__PROVIDED TEXT__:
※ ※ ※

1 Day Left


To love on my girls.

To hear their giggles.

To comfort them in distress.

To soak up their hugs and kisses.

Today is our last day together as a family - for a while.  We expect to be gone 2+ weeks, (probably closer to 3+ weeks) but have no idea at this point when we'll be coming home to Maggie & Lilly.  They are staying home with people who love them, and will be well cared for, but Maggie is already having a hard time with our departure.  Last night she was in our bed most of the night, and every time I woke up (which was several times) she was awake.  

Leaving my girls behind is the hardest thing I've ever had to do.  And I've smuggled the Word into communist countries and visited war-torn cities.  This - infinitely harder.  This is what I've been dreading the entire adoption journey.  This is what almost made me close the door on the thought of adoption altogether.  This is what will drive me to my Savior's arms a million times in the next few weeks.

I honestly don't know who will struggle more, my girls, or me.

So I need all of your prayers...

Please pray for my girls' hearts, and mine.

※ ※ ※

__MATERIAL PROVIDED__:
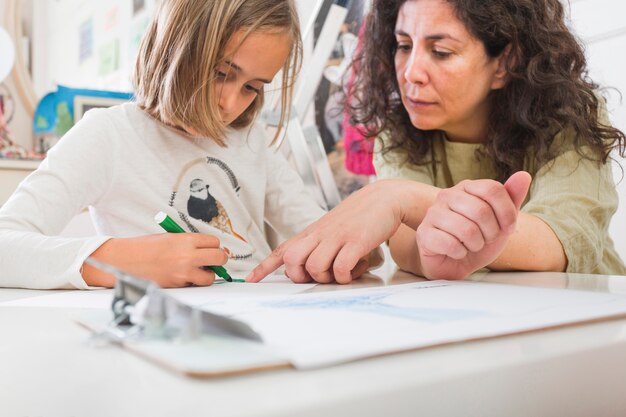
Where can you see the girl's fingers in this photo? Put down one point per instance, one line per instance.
(201, 277)
(204, 257)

※ ※ ※

__PROBLEMS TO WORK ON__:
(a) In the post about the family's last day together, what are the names of the two girls staying home?
(b) Please carry the post about leaving the girls behind forward from its final line, keeping the same voice.

__REPLIES__:
(a) Maggie and Lilly.

(b)
Please pray for:
- their health and safety
- safe travels for us
- for Carson to do well in traveling
- for Maggie & Lilly to feel loved & cared for and safe
- for a quick, smooth trip
- for God's favor upon us with everyone we meet
- for a quick court date with a good judge
- for the 10-day wait to be thrown out for all in our region
- for us all to be able to come home together on this first trip
- and anything else the Lord leads you to pray

Thank you all so much - we couldn't do this without your love, support, encouragement, & prayer.

I will try to post tonight about the giveaway we're doing to raise the $989 we need to be fully-funded.  But since it's our last family-day for a while, I may just post about that from the 'road'.  We'll be leaving our house at 11am tomorrow, and arriving in the capitol city of Kirk & Lori's country on Sunday afternoon.  As soon as we have internet we'll be back in touch and keep everyone posted.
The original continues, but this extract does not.